Text provided>

◆ ◆ ◆ ◆

2 Replies Latest reply on Dec 13, 2011 7:57 AM by anujbhatia

    Shutting down JBoss while an invoke is executing

    anujbhatia

      Hi,

       

      If I try to shutdown JBoss while a BPEL process instance is executing an INVOKE activity, the server does not shutdown completely untill the response is recieved from the external web service (or the request timesout). Is this by design?

       

      I think this would be a good feature to have to make sure that the process is not left in an inconsistent state. However, there seems to be a problem and this is not working as I expected. Once the response (or timeout) for the INVOKE is recieved, the server that is partially shutdown tries to process the response but is not able to do so, I've pasted the log messages below.  Also, if this is running in a cluster the other cluster node takes up the INVOKE_CHECK job from the node that is now partially shutdown. But the other cluster node that is still running is not able to process the response (or timeout) and continue the process execution.

       

      My environment is JBoss 5.1.0 GA, JBossWS CXF 3.4.0, RiftSaw 2.3.1-SNAPSHOT and JDK 1.6. (I'm using a snapshot build at revision 1429 that includes the fix for RIFTSAW-404)

       

      Log messages on Shutdown:

       

      13:35:12,373 INFO  [org.jboss.bootstrap.microcontainer.ServerImpl] Runtime shutdown hook called, forceHalt: true

      13:35:12,373 INFO  [org.apache.coyote.http11.Http11Protocol] Pausing Coyote HTTP/1.1 on http-0.0.0.0-8080

      13:35:12,373 INFO  [org.apache.coyote.http11.Http11Protocol] Stopping Coyote HTTP/1.1 on http-0.0.0.0-8080

      13:35:12,389 INFO  [org.apache.coyote.ajp.AjpProtocol] Pausing Coyote AJP/1.3 on ajp-0.0.0.0-8009

      13:35:12,389 INFO  [org.apache.coyote.ajp.AjpProtocol] Stopping Coyote AJP/1.3 on ajp-0.0.0.0-8009

      13:35:12,389 INFO  [org.jboss.soa.bpel.deployer.as5.AS5BPELDeployer] Undeploy: Quickstart_bpel_simple_invoke-1.jar relativePath=deploy.xml

      13:35:12,389 INFO  [org.jboss.soa.bpel.deployer.as5.AS5BPELDeployer] Not undeploying BPEL: Quickstart_bpel_simple_invoke-1.jar relativePath=deploy.xml

      13:35:12,389 INFO  [org.jboss.web.tomcat.service.deployers.TomcatDeployment] undeploy, ctxPath=/Quickstart_bpel_simple_invoke

      13:35:12,404 INFO  [org.jboss.wsf.framework.management.DefaultEndpointRegistry] remove: jboss.ws:context=Quickstart_bpel_simple_invoke,endpoint=HelloWorldWS

      13:35:12,404 INFO  [org.springframework.context.support.GenericApplicationContext] Closing org.springframework.context.support.GenericApplicationContext@af5c74: startup date [Mon

      Dec 12 13:34:50 IST 2011]; parent: org.jboss.wsf.stack.cxf.client.configuration.JBossWSBusApplicationContext@38a6d2

      13:35:12,404 INFO  [org.jboss.wsf.stack.cxf.client.configuration.JBossWSBusApplicationContext] Closing org.jboss.wsf.stack.cxf.client.configuration.JBossWSBusApplicationContext@3

      8a6d2: startup date [Mon Dec 12 13:34:50 IST 2011]; root of context hierarchy

      13:35:12,435 INFO  [org.jboss.web.tomcat.service.deployers.TomcatDeployment] undeploy, ctxPath=/web-console

      13:35:12,435 INFO  [org.jboss.web.tomcat.service.deployers.TomcatDeployment] undeploy, ctxPath=/invoker

      13:35:12,498 INFO  [org.jboss.ha.framework.interfaces.HAPartition.DefaultPartition] Stopping partition DefaultPartition

      13:35:12,498 INFO  [org.jboss.cache.RPCManagerImpl] Disconnecting and closing the Channel

      13:35:12,639 INFO  [org.jboss.cache.RPCManagerImpl] Stopping the RpcDispatcher

      13:35:12,764 INFO  [org.jboss.ha.framework.interfaces.HAPartition.DefaultPartition] Partition DefaultPartition stopped.

◆ ◆ ◆ ◆

Supplied entries>
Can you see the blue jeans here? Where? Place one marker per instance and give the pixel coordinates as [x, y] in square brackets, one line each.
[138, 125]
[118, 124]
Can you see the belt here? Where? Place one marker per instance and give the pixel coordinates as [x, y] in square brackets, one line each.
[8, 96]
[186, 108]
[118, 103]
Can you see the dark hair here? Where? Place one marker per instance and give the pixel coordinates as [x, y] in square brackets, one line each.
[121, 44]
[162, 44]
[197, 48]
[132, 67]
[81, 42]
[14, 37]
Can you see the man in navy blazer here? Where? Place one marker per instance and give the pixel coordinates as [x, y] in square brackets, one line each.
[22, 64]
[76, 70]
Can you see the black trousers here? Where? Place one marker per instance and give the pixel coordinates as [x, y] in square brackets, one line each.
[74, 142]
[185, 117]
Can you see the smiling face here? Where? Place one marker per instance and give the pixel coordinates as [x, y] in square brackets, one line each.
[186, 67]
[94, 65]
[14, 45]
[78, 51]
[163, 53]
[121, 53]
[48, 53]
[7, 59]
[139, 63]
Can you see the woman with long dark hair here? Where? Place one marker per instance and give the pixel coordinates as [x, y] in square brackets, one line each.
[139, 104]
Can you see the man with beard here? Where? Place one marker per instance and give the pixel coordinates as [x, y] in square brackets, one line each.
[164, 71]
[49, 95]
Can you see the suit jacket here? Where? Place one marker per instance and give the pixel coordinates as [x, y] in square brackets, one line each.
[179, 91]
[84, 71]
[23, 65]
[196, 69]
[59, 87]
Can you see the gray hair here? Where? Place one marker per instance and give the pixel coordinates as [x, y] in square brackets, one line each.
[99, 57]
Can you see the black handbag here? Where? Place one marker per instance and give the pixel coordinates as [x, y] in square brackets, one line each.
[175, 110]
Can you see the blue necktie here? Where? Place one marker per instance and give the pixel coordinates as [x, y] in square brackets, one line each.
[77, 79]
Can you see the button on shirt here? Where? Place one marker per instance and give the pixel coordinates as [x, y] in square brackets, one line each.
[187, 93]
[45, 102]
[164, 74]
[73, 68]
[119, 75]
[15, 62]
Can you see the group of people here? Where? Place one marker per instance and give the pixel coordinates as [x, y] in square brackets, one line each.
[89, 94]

◆ ◆ ◆ ◆

Problems to work on>
A. Answer these questions about the JBoss shutdown post:
(i) Which JBoss version does the environment use?
(ii) Which job does the other cluster node take up from the partially shut down node?
(iii) On which connector name is Coyote HTTP/1.1 paused and stopped in the log messages?
B. Summarize the JBoss shutdown post in two sentences.
C. Repeat the part of the JBoss shutdown post between "Shutting down JBoss" and "this by design?", inclusive.

Per-task outputs>
A.
(i) JBoss 5.1.0 GA
(ii) The INVOKE_CHECK job
(iii) http-0.0.0.0-8080

B. When JBoss is shut down while a BPEL process instance is executing an INVOKE activity, the server does not shut down completely until the external web service responds or the request times out, and the partially shut down server then fails to process that response. In a cluster, the other node takes up the INVOKE_CHECK job but also cannot process the response or timeout and continue the process execution.

C.
Shutting down JBoss while an invoke is executing

    anujbhatia

      Hi,

       

      If I try to shutdown JBoss while a BPEL process instance is executing an INVOKE activity, the server does not shutdown completely untill the response is recieved from the external web service (or the request timesout). Is this by design?